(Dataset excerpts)

□ □ □

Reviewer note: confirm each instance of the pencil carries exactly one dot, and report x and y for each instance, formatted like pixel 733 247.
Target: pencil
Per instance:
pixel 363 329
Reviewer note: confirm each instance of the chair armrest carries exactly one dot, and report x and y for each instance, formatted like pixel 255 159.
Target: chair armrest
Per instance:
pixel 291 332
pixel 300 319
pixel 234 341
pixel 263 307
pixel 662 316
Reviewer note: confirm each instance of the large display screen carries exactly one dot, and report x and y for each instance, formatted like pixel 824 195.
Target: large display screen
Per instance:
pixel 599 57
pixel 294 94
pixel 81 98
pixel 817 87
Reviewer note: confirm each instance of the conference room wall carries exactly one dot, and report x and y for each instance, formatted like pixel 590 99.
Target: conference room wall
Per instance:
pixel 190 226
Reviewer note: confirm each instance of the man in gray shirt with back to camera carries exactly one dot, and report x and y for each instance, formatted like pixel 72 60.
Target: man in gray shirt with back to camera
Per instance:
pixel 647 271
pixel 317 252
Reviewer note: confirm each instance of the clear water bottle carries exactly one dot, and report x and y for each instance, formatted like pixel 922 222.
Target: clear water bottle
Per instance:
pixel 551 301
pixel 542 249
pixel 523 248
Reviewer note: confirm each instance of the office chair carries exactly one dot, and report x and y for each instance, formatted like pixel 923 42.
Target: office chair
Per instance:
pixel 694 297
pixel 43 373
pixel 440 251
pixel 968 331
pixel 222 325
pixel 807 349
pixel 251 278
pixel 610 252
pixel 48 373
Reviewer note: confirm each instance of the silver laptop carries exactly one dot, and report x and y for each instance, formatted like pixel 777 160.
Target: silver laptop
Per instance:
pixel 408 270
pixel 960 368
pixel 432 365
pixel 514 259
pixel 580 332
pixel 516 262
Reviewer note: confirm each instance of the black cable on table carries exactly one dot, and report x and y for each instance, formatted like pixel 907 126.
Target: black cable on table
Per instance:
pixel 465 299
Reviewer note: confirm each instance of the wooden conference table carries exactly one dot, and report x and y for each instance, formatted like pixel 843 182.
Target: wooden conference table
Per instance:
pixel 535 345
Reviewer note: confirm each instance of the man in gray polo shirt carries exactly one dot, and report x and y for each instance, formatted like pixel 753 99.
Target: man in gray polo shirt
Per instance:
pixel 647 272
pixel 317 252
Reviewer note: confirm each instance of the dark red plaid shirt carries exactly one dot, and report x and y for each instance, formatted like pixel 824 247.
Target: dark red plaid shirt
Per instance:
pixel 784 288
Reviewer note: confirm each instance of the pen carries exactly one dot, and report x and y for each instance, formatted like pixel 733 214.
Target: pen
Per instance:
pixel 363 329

□ □ □

(PROBLEM) Top to bottom, set down the entries above word for word.

(SOLUTION TO THIS PROBLEM)
Reviewer note: confirm each instance of the pencil carries exactly one dot, and report x and y for each instance, formatted like pixel 733 247.
Target: pencil
Per instance:
pixel 363 329
Reviewer note: confirm each instance of the chair armrest carries exactly one dot, and report x and y for each instance, formatted like pixel 255 159.
Target: chair armrest
Per instance:
pixel 291 332
pixel 300 319
pixel 234 341
pixel 263 307
pixel 662 316
Reviewer note: confirm each instance of the large display screen carries exactly one dot, and report x and y for each instance, formatted like pixel 824 195.
Target: large display screen
Per instance:
pixel 599 57
pixel 294 94
pixel 81 98
pixel 817 87
Reviewer note: confirm each instance of the conference room wall carries exactly one dot, and report x and y for each instance, formatted like pixel 590 99.
Target: conference room wall
Per instance:
pixel 190 226
Reviewer note: confirm each instance of the man in gray shirt with back to camera carries exactly one dot, and report x and y for each instance, formatted like pixel 72 60.
Target: man in gray shirt with back to camera
Per instance:
pixel 647 271
pixel 317 252
Reviewer note: confirm each instance of the clear water bottle carries exactly one dot, and report x and y for each instance, formatted like pixel 922 222.
Target: clear water bottle
Per instance:
pixel 551 301
pixel 542 249
pixel 523 248
Reviewer note: confirm each instance of the office chair carries exactly one dot, and report x and y for each instance, formatted like pixel 923 42.
Target: office chair
Per instance:
pixel 694 297
pixel 43 373
pixel 440 251
pixel 968 331
pixel 222 325
pixel 807 349
pixel 251 278
pixel 610 252
pixel 48 373
Reviewer note: confirm each instance of the silver laptop carries exactly one dot, and report x and y for each instance, formatted like pixel 777 160.
Target: silver laptop
Per instance:
pixel 408 270
pixel 960 368
pixel 432 365
pixel 514 259
pixel 580 332
pixel 516 262
Reviewer note: confirm each instance of the black cable on table carries exactly one dot, and report x and y for each instance, formatted like pixel 907 126.
Target: black cable on table
Per instance:
pixel 465 299
Reviewer note: confirm each instance of the wooden conference table carries exactly one dot, and report x and y for each instance, formatted like pixel 843 182.
Target: wooden conference table
Per instance:
pixel 535 345
Reviewer note: confirm each instance of the man in gray polo shirt carries exactly one dot, and report x and y for each instance, formatted like pixel 753 99.
Target: man in gray polo shirt
Per instance:
pixel 647 272
pixel 317 252
Reviewer note: confirm each instance of the dark red plaid shirt carries exactly one dot, and report x and y for each instance, formatted like pixel 824 247.
Target: dark red plaid shirt
Per instance:
pixel 784 288
Reviewer note: confirm each instance of the pen carries exactly one dot, and report x and y for each instance, formatted like pixel 733 214.
Target: pen
Per instance:
pixel 363 329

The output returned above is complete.